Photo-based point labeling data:
++++++++
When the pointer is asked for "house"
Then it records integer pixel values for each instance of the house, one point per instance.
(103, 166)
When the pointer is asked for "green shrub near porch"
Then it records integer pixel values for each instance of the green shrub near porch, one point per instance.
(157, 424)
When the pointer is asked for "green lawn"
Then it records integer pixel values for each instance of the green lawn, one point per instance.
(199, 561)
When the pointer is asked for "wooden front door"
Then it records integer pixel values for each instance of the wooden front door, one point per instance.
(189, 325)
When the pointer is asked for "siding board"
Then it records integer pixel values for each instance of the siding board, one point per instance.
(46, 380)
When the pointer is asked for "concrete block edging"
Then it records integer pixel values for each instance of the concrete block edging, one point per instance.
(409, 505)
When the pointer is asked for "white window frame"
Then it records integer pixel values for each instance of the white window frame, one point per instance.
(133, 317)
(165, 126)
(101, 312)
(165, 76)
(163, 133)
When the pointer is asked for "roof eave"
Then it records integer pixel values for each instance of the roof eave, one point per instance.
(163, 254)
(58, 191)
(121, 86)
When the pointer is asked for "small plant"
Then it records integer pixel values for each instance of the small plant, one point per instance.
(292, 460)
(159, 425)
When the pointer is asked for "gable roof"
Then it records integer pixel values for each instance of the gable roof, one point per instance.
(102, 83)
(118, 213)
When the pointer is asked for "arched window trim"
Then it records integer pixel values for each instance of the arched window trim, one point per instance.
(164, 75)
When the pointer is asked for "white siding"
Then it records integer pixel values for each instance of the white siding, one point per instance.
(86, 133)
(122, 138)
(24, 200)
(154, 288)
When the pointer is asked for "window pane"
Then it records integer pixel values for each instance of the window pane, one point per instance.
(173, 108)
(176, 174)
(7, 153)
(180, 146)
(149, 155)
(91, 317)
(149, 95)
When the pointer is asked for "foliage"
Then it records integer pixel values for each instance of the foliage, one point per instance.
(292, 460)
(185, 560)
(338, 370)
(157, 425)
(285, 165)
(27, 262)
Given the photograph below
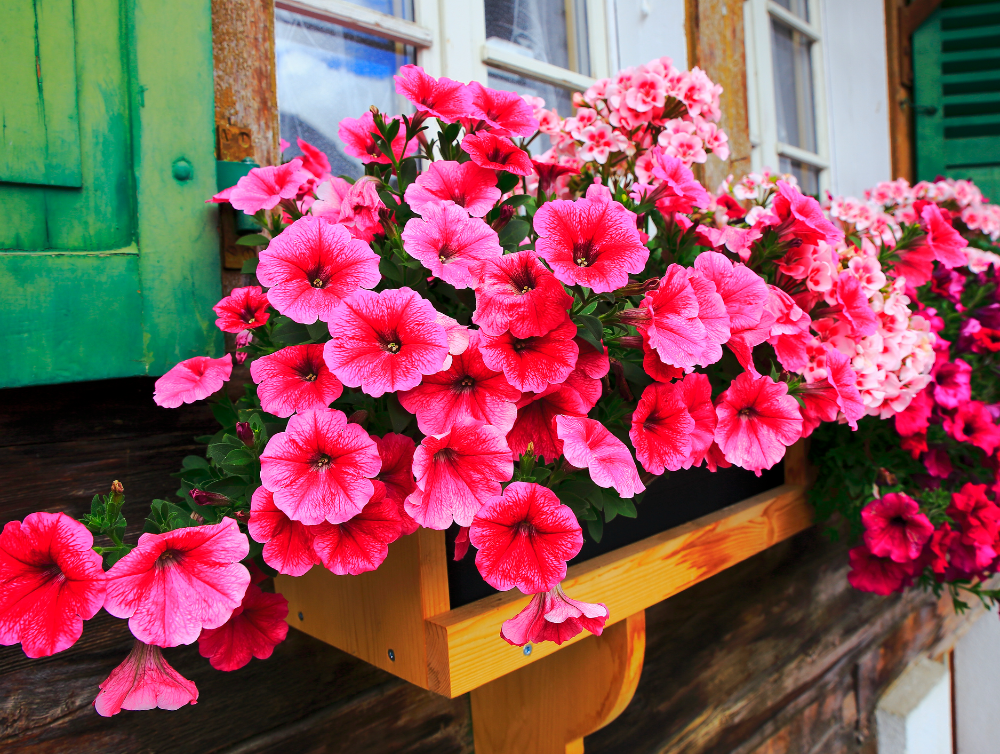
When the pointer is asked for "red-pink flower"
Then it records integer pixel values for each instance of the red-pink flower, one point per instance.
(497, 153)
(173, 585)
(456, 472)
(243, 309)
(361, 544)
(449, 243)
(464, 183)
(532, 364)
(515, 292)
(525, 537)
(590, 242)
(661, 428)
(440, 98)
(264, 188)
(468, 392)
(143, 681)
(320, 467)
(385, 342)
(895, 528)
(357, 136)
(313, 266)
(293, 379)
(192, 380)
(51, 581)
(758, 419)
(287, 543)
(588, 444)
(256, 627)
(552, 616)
++++++++
* _Required work_: Leave out the pictures and return every record word for word.

* _Problem solution_:
When the pointer is asked for "house"
Then it records integer pixel values for each instance of the house, one point per instance.
(103, 166)
When the pointer is asked for "green shrub near porch"
Then it records integer pixel values for each instance of the green shrub near porch, one point per instance.
(157, 424)
When the pointer is asked for "green lawn"
Then it records integer pixel values for each instance of the green lawn, one point per instance.
(199, 561)
When the pointer is asked for "wooden front door"
Then it records integer pixel values for each instance of the wooden front door, one point per instance.
(189, 325)
When the pointer is asked for "siding board"
Then it records integer pixel values for each instance of the siding board, one point per instance.
(46, 380)
When the pointer is asked for "concrete block edging"
Then it records integer pixel values for each instance of the concrete block edging, one point per instance.
(409, 505)
When the pointer is asked for "white window frame"
Then it records integer pixel values for each instance of the white window frame, one point per instance.
(133, 317)
(165, 126)
(101, 312)
(165, 76)
(163, 133)
When the pointer is asked for "roof eave"
Then it records integer pixel values for each instance of the roof eave, one point per instance.
(163, 254)
(58, 191)
(121, 86)
When the pointer is asked for "small plant"
Then it records integer pixel values for each instance of the small plant, one point per instance.
(292, 460)
(159, 425)
When the pointer is asked for "gable roof"
Then it records integer pixel values for each instance of the gable roof, one point per instance.
(102, 83)
(118, 213)
When the pointer is asked for "arched window trim"
Then it records integer pixel values for each instance of the arched window trim, one point per instance.
(164, 75)
When the pointer is asked for "white siding"
Then it records integer pixel values for each instance of the white siding, one point per instance.
(86, 133)
(122, 138)
(24, 200)
(154, 288)
When the pointer is asked for "window pane"
Then it records integer pixel values for each instance of the window pane, one point per instance.
(173, 108)
(176, 174)
(7, 153)
(180, 146)
(149, 155)
(91, 317)
(149, 95)
When the pointer is asked for "foliage"
Then it records integer pixel values for each instance of the foliage, one point per instance.
(292, 460)
(185, 560)
(338, 370)
(157, 425)
(285, 165)
(27, 262)
Given the photograph below
When the pointer is asked for "red-pink flower"
Then it records integer pixel values for each instance of the red-pink flower, one point per instance.
(497, 153)
(173, 585)
(456, 472)
(243, 309)
(361, 544)
(449, 243)
(464, 183)
(532, 364)
(515, 292)
(525, 537)
(590, 242)
(661, 428)
(440, 98)
(264, 188)
(468, 392)
(143, 681)
(320, 467)
(385, 342)
(895, 528)
(357, 136)
(313, 266)
(293, 379)
(192, 380)
(51, 581)
(758, 419)
(287, 543)
(588, 444)
(256, 627)
(552, 616)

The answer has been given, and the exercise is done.